------ DATA PROVIDED

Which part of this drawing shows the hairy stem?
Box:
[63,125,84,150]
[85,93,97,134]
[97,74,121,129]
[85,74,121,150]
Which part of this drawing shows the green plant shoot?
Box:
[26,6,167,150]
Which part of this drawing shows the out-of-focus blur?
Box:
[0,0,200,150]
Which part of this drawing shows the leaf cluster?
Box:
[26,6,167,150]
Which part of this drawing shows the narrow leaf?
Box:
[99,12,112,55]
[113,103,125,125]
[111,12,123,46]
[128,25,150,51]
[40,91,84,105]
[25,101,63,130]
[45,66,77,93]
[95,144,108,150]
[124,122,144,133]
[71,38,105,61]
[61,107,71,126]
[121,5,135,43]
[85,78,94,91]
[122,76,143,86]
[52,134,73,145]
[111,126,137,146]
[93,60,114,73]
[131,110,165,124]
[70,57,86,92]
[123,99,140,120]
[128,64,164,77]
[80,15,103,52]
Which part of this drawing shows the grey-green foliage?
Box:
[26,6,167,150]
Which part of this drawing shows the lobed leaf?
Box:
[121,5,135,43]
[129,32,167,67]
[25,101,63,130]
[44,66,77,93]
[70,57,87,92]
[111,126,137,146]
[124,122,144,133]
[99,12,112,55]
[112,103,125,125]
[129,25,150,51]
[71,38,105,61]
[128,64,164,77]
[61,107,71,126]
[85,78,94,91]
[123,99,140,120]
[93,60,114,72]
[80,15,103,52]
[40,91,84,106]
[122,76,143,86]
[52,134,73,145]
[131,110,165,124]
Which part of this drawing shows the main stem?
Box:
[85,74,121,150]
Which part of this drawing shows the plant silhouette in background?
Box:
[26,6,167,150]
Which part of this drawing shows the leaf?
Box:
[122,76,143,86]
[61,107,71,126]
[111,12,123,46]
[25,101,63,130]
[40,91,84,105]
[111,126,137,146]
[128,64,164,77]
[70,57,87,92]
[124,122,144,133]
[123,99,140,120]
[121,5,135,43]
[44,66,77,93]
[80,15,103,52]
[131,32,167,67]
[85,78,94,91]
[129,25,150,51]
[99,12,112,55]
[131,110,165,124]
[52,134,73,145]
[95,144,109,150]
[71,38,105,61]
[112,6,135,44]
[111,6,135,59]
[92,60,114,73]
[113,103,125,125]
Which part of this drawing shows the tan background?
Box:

------------
------ DATA PROVIDED

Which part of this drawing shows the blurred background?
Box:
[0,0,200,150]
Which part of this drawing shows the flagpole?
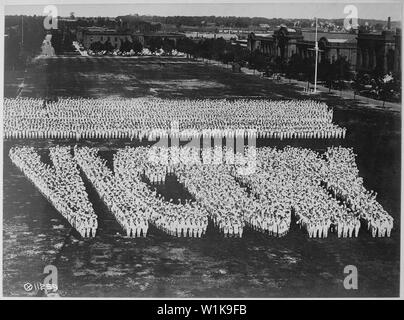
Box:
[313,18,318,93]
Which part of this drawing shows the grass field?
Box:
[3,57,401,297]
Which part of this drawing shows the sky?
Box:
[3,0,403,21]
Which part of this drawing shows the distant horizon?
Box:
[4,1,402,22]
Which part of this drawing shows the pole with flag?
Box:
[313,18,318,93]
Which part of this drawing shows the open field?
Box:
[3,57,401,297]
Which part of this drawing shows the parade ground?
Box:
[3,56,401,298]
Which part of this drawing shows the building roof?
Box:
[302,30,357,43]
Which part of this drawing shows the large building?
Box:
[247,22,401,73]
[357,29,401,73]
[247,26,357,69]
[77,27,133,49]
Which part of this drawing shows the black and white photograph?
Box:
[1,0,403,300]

------------

TASK DIRECTIONS
Give the lines from the one containing "Which part of this drawing shows the black" through the one containing "[1,0,403,300]", inclusive, as a numbered list, leaving out any blank lines.

ANSWER FOR THIS EXERCISE
1. Which part of this drawing shows the black and white photograph?
2. Box:
3. [1,0,403,300]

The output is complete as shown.